Descrição da tarefa.
Responda com base no texto sobre emprego e saúde pública:
(a) A partir de quantos dias de afastamento pela doença o emprego vai assegurar acesso ao sistema previdenciário?
(b) Qual é hoje a taxa de informalidade citada?
(c) Quais sistemas de proteção social básicos a maioria dos trabalhadores desamparados não acessa?

##### Texto fornecido #####

E o que nos resta, então, além de um reforço da atuação estatal em matéria de saúde pública? A viabilidade das medidas de prevenção à generalização do contágio se deita necessariamente numa tela pública de proteção social chamada emprego, justamente aquele tão combatido pelo discurso da reforma trabalhista, pelas “novas” tecnologias e plataformas de recrutamento do trabalho humano, pelo disseminado discurso do empreendedorismo.
É ele, o emprego, que permite que pessoas fiquem em casa, sendo remuneradas e fazendo uso da tecnologia para submeter-se à direção empresarial remotamente. É justamente ele que assegurará que os contaminados ou suspeitos de contaminação tenham faltas justificadas (com remuneração e repouso) para não replicar o contágio comunitariamente. É ele que vai assegurar eventual acesso ao sistema previdenciário, se os afastamentos pela doença se prolongarem para além de 15 dias.
E emprego protegido é exatamente o que falta ao Brasil. A taxa de informalidade atinge hoje 41% da população, entre os quais se incluem trabalhadores por conta própria, que, essencialmente, seja por força de relações empregatícias fraudulentas/disfarçadas, seja pelo fato de ganharem a vida por conta própria, encontram-se desamparados de qualquer vínculo jurídico que garanta seus afastamentos por razões sociais ou de saúde, não acessando, na grande maioria dos casos, sistemas de proteção social básicos como o FGTS e o INSS.

##### Dados fornecidos #####

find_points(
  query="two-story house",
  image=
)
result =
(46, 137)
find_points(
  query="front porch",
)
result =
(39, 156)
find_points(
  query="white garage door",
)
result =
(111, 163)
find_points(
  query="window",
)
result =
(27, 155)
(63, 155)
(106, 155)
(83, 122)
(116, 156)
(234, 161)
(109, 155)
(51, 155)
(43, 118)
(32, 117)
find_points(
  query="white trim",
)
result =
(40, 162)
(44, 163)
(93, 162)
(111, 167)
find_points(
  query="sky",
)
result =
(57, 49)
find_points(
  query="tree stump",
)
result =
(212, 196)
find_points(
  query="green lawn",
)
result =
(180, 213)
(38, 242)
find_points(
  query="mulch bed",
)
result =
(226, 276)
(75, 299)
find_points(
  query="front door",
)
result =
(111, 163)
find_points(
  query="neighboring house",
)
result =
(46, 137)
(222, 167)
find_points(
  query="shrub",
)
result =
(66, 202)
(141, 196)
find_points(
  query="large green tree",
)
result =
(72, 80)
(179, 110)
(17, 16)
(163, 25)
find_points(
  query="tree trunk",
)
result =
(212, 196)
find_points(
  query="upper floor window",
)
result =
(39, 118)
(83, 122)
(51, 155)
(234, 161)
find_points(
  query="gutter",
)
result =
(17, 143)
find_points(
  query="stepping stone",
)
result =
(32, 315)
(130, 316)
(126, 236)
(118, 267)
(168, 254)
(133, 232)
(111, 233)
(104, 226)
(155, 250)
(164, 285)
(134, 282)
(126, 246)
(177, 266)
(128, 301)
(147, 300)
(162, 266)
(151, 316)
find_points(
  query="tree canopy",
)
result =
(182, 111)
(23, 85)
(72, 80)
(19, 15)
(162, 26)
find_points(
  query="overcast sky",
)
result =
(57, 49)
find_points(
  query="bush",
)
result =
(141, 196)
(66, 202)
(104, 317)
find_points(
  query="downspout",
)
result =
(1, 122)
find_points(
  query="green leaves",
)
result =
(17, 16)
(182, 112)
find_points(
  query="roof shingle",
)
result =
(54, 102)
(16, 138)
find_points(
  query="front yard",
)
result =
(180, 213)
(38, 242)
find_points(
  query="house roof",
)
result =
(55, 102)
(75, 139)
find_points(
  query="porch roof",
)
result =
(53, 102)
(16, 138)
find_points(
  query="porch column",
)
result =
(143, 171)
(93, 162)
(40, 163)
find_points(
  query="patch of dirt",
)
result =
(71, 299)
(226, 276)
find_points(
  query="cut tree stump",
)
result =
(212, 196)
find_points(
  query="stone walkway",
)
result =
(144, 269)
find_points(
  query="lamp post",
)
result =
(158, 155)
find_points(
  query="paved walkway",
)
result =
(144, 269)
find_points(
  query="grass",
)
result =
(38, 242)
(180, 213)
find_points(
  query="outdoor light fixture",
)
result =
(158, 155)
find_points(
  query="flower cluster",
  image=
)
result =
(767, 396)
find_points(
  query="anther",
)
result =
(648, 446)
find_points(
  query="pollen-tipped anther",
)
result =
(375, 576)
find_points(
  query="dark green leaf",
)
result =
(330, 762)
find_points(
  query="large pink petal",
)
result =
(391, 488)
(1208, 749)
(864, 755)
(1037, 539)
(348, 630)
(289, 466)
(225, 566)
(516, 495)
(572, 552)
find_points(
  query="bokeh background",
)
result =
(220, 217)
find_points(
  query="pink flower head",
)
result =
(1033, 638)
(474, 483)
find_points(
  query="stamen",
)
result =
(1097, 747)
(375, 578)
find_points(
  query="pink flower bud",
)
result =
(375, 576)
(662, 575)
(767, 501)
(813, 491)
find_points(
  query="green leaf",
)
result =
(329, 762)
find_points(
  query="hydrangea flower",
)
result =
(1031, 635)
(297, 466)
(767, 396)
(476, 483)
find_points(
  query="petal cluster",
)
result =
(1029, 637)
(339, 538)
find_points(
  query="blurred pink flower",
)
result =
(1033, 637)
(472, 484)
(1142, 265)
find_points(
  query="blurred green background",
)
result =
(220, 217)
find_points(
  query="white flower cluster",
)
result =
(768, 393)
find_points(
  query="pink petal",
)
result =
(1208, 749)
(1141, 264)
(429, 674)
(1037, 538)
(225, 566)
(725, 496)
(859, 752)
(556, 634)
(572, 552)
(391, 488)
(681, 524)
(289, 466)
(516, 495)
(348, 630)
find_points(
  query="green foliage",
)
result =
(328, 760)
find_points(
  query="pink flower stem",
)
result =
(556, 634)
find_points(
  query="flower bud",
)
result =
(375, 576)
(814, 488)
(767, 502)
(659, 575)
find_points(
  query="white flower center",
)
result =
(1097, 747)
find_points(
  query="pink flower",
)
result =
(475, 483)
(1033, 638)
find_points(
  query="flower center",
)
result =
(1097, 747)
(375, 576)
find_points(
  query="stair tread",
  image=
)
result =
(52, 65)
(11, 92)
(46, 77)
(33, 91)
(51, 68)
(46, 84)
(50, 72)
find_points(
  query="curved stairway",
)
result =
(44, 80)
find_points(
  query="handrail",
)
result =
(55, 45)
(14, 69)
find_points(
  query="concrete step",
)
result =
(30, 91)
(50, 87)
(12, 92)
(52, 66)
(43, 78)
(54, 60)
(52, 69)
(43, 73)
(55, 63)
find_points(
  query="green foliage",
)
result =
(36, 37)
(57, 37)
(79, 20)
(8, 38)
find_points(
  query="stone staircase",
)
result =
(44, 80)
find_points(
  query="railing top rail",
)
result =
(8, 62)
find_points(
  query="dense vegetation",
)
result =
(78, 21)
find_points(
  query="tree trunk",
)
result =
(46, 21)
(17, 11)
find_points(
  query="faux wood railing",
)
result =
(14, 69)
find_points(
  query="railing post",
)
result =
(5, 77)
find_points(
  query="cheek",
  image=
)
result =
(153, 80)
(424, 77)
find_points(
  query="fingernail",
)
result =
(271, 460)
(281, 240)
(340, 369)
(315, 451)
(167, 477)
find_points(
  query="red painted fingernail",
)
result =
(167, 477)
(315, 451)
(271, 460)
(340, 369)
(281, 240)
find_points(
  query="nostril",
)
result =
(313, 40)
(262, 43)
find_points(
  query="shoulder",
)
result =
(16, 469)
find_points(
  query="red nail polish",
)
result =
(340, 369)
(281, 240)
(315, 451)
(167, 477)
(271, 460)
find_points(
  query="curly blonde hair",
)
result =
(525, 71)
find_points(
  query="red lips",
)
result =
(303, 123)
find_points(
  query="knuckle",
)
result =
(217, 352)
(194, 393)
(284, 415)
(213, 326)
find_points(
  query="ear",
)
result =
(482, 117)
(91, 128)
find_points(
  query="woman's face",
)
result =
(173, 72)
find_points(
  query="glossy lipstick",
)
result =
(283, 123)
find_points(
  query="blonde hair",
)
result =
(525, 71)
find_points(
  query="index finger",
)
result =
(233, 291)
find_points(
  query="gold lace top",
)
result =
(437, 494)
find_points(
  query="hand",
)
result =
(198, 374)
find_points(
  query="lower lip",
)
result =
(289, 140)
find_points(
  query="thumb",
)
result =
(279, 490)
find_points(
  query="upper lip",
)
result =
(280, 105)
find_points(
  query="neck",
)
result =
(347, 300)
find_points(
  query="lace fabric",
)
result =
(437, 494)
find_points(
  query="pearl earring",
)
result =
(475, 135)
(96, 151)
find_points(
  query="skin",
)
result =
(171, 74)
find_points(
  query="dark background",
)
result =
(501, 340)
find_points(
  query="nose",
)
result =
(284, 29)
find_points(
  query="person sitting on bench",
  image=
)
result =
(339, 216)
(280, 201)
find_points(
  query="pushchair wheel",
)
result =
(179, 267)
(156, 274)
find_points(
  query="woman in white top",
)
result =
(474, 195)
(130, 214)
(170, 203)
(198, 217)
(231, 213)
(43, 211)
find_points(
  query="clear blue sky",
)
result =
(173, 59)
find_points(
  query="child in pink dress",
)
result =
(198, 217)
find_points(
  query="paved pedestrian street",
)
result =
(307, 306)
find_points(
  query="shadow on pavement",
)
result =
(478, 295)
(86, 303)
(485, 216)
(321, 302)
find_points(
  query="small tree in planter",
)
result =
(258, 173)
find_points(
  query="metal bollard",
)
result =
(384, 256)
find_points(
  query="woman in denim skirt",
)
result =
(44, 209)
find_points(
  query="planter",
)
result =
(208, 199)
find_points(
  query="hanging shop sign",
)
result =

#####

Resposta escrita.
(a) Mais de 15 dias.
(b) 41% da população.
(c) O FGTS e o INSS.